■ How to complete this task:
Would you count the lines below that contain the string "garlic" and reply with that number only?

■ Point-per-instance localization data:
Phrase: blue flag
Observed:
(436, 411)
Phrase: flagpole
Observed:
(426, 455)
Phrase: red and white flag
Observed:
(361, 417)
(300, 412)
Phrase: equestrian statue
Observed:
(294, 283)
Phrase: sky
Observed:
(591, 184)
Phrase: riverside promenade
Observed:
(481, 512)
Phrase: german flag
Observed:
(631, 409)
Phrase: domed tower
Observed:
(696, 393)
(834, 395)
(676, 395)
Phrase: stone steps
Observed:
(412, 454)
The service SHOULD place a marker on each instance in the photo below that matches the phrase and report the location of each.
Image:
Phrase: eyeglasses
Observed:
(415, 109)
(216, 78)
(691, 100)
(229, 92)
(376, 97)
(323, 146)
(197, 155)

==

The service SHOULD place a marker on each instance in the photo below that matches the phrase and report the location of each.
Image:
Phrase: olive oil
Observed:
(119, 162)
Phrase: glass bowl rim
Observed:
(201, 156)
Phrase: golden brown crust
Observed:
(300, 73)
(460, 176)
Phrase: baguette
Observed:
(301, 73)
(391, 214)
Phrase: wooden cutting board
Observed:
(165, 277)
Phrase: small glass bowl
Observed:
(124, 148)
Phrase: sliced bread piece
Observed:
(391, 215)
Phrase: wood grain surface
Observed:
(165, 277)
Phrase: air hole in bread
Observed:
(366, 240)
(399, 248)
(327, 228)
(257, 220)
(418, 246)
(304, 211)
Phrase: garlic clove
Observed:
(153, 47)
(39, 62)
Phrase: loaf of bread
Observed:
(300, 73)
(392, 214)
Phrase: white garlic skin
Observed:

* * *

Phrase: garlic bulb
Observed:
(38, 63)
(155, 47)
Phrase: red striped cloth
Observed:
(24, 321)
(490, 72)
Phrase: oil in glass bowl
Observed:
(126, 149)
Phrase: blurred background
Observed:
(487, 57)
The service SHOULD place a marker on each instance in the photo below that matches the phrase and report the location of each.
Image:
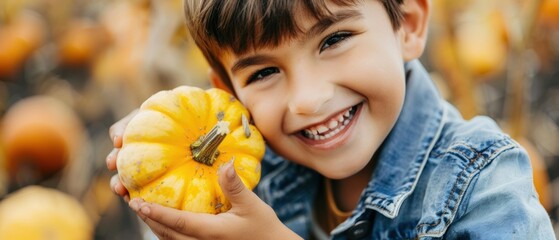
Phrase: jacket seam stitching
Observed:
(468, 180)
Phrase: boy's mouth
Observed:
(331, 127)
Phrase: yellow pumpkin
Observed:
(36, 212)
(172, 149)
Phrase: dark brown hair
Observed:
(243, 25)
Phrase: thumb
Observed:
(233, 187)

■ Output:
3